[Records from a collection]
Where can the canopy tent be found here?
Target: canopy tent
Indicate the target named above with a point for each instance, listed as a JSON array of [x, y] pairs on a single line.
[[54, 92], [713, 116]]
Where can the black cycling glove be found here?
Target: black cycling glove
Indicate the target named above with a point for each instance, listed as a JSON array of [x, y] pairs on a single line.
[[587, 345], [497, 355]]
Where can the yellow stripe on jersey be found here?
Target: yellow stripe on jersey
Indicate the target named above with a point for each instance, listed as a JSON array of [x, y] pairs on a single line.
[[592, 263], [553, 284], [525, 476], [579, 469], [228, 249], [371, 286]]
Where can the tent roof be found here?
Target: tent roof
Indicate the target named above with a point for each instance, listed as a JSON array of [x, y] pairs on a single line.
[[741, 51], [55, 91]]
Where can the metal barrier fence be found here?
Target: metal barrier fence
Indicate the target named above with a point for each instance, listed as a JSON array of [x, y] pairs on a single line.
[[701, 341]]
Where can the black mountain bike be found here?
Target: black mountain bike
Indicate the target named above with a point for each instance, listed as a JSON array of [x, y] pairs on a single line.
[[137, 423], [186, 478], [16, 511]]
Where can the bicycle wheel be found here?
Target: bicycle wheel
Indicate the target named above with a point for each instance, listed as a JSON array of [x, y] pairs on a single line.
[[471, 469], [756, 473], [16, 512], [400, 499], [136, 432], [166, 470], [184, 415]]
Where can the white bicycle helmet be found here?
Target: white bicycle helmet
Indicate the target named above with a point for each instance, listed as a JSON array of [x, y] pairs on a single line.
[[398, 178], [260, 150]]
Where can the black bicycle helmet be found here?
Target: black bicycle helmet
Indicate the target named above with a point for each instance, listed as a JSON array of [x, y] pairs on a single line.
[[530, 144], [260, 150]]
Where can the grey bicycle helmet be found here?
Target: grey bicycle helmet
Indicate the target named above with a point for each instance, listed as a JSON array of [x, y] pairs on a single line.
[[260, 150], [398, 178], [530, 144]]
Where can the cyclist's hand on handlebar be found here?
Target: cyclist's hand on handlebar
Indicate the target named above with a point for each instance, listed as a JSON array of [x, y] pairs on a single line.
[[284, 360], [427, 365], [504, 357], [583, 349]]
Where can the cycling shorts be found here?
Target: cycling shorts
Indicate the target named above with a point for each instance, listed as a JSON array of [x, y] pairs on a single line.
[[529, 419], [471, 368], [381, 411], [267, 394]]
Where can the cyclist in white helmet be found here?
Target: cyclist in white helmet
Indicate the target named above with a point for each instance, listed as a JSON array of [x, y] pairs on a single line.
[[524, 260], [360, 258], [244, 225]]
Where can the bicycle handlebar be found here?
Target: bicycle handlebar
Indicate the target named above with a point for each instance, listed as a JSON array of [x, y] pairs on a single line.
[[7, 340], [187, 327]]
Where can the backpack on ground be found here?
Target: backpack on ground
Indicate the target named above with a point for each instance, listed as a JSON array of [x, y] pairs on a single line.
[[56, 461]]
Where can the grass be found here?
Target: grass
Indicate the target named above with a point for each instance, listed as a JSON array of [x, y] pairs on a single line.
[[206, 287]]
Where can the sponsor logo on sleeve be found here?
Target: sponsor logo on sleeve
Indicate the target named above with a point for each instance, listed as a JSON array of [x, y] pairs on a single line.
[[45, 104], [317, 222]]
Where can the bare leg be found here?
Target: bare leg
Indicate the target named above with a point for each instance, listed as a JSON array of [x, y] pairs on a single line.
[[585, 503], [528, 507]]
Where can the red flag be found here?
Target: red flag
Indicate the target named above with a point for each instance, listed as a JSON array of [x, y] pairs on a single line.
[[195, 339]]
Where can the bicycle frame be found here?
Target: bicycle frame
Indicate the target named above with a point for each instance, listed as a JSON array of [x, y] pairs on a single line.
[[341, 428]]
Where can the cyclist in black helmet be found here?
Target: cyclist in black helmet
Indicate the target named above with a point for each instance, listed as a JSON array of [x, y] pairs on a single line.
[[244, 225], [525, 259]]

WHAT YOU HAVE TO DO:
Copy the lines above word for word, all of them.

RESPONSE TO THIS EXERCISE:
Where can the canopy tent be found here?
Target: canopy tent
Indicate the target named above with a point for each instance, listed as a JSON array of [x, y] pairs on a single line.
[[54, 92], [713, 116]]
Where can the black cycling glove be found here?
Target: black cycling glove
Indicate the target named above with a point for each instance, listed as a JSON array of [x, y] pairs on a single line.
[[587, 345], [497, 355]]
Where can the yellow stripe on jersey be found here?
Target: yellow stripe on jersey
Indicate the target named above with a point for each instance, listed as a JSON array of [x, y] pairs on a single line.
[[592, 263], [553, 284], [525, 476], [579, 469], [228, 249], [371, 286]]
Where can the tent roof be found here?
Target: tent roof
Indicate the target named above with a point for each instance, listed as a JSON array of [x, y] pairs on a single line.
[[741, 51], [55, 91]]
Where can the metal barrier fence be found here?
Target: metal barrier fence
Indicate the target named above with a point for each instance, listed as a JSON array of [x, y] pairs on a single line.
[[701, 341]]
Where can the black mountain bike be found here?
Target: black mountain bike
Indicate the target named above with a point for each instance, listed as a JSON array of [x, y] pairs on a single line.
[[137, 423], [186, 478], [16, 511]]
Where can the bicycle wheel be found here?
Target: bicycle wheel
Indicate the target named above with a point for each instance, listed as a JSON array of [x, y] pairs on a single line.
[[471, 469], [756, 473], [16, 512], [400, 499], [136, 432], [166, 470], [184, 415]]
Where can the white bicycle helmet be found here?
Target: white bicycle helmet
Indicate the target named above with a point for each instance, listed as a JSON array of [x, y] pairs on a single line.
[[398, 178], [260, 150]]
Where can the black bicycle helmet be found here?
Target: black bicycle helmet
Indicate the target named above with a point for each instance, listed as a JSON array of [x, y] pairs on a single line.
[[530, 144], [260, 150]]
Where can the grey bicycle helmet be found here?
Target: grey bicycle helmet
Indicate the target named above with a point for each instance, listed as a JSON array of [x, y] pairs on a single line.
[[260, 150], [398, 178], [530, 144]]
Where can the cyclist's hand on handlebar be found here?
Target: cyclist's hand on handlebar
Indicate the target named above with a point for each instance, listed as a JSON array of [x, y] pairs on a single line.
[[284, 360], [427, 365], [504, 357], [583, 349]]
Where can the cycling shorts be found here?
Target: cycling shorts
Indicate the target named above with a point for each instance, listed as a JSON array of [x, y] pairs on a single line.
[[529, 419], [471, 368], [381, 411], [267, 394]]
Where can the cyclist in white helmet be found here?
Target: cyclist in white helmet
Indicate the target named above with a point for each instance, listed as a JSON array of [x, y] pairs on a single line.
[[524, 260], [360, 258], [244, 225]]
Where can the bicycle handlebar be found here?
Target: bicycle handlebar
Indicate the target named above with a point for each instance, listed as a JSON array of [x, y] pairs on a single line.
[[7, 340], [187, 327]]
Where can the backpack on ground be found here?
Target: backpack on ground
Indicate the target named above with a point for each instance, listed as a JSON array of [x, y] pairs on a single line.
[[56, 461]]
Where can the grass be found here?
Target: grass
Indicate the target named above with a point for each instance, listed as a JSON array of [x, y] pairs on a single line.
[[206, 287]]
Where can the sponsor logo on sleeve be found here?
Target: sponsor logo on sleeve
Indicate the target named above with a point for each instance, listed as a JSON array of [x, y] pairs on a single line.
[[45, 104], [317, 222]]
Where can the bare leg be found here?
Target: bare leg
Indicate the target named above with a point for each instance, listed as a JSON array of [x, y] pairs on a single line.
[[585, 503], [528, 507]]
Where can the red flag be found here?
Target: red flag
Indicate the target named above with a point for each instance, listed as a JSON array of [x, y] pairs on a single line.
[[195, 339]]
Where can the bicycle frame be found here?
Target: bicycle frame
Indicate the target named above with a point for each instance, listed as a JSON array of [x, y] pairs on a single line.
[[341, 428]]
Where can the cyclist in black helmet be found here?
Target: cyclist in black helmet
Indicate the target named above with a point for each instance, listed as a JSON array of [x, y] pairs on a single line.
[[244, 225], [525, 259]]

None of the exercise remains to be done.